• GIVEN PASSAGE:
(begin)

# gotta love how they come out of the egg!



## lvstorts (Jul 21, 2013)

Ibera hatching day! This little guy is so lopsided I had to share!


----------



## cemmons12 (Jul 21, 2013)

Wow, thats interesting! Still cute though!


----------



## wellington (Jul 21, 2013)

OMG, looks like he got too big for his egg and didn't get out fast enough. You think he will stay that way? He is adorable.


----------



## Yvonne G (Jul 21, 2013)

Yes! It's amazing to me that the Mediterranean species of tortoise are what I would call sideways inside the egg. My Manouria eggs are round, so there is no "sideways," but the Mediterranean eggs are slightly oval shaped.

Cute little buggar, isn't he?


----------



## Jacqui (Jul 21, 2013)

Sweet! That makes them even more adorable.


----------



## billskleins (Jul 22, 2013)

He will straighten out in a few days. 
My Egyptians all come out slightly "folded" like this.


----------



## Anthony P (Jul 22, 2013)

It is so amazing how extreme that is in Testudo. It always surprises me.


----------



## sibi (Jul 22, 2013)

what a cutie! He'll probably grow up w/o a trace of this lopsidedness. Love to see him in 5 years.


----------



## Jabuticaba (Jul 22, 2013)

So adorable! Tks for sharing! 


May[CHERRY BLOSSOM] & Hermann's [TURTLE][TURTLE] (Darwin & Wallace)
Winnipeg, MB, Canada


----------



## LeopardTortLover (Jul 22, 2013)

Awww he's cute! If he doesn't straighten out I hope it causes no problems


----------



## murdocjunior (Jul 24, 2013)

He is cute!!!!


----------



## Teodora'sDAD (Jul 24, 2013)

Aw! Very cute!!


----------



## diamondbp (Jul 25, 2013)

So awesome. Hatchlings just warm my heart


----------



## PrincessToad (Jul 25, 2013)

Awwwwww!


----------

(end)

• GIVEN TASK 1:
Restate the paragraph beginning "Yes! It's amazing to me" in the tortoise hatchling thread more briefly, keeping its main facts.
• GIVEN TASK 2:
Write out the part of the tortoise hatchling thread that begins at the words "## wellington (Jul" and stops after the words "He is adorable.".

• SUPPLIED INFORMATION:
(begin)

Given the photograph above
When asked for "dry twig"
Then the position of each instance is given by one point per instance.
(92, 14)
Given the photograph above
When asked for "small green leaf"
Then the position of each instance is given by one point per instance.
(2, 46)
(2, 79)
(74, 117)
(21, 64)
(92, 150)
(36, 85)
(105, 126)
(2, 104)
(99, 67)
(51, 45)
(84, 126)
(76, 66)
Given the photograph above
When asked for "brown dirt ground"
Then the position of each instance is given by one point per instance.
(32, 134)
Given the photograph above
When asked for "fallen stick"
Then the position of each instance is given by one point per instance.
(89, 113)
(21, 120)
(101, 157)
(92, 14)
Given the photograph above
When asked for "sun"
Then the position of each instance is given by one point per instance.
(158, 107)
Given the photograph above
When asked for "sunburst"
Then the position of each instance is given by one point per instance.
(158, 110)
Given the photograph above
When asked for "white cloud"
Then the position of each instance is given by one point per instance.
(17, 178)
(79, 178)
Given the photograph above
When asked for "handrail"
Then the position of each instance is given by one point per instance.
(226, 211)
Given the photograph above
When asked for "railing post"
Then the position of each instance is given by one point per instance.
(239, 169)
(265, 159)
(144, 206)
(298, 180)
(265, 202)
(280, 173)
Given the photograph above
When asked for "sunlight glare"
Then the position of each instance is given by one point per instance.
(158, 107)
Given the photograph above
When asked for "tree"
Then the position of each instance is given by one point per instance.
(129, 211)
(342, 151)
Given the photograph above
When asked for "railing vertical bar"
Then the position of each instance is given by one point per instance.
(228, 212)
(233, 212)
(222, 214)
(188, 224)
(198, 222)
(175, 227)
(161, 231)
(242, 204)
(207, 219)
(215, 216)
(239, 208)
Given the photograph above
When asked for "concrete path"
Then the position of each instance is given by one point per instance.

(end)

• ANSWER 1:
The writer finds it amazing that Mediterranean tortoise species lie sideways inside the egg. The writer's Manouria eggs are round, so they have no "sideways." Mediterranean eggs, by contrast, are slightly oval.

• ANSWER 2:
## wellington (Jul 21, 2013)

OMG, looks like he got too big for his egg and didn't get out fast enough. You think he will stay that way? He is adorable.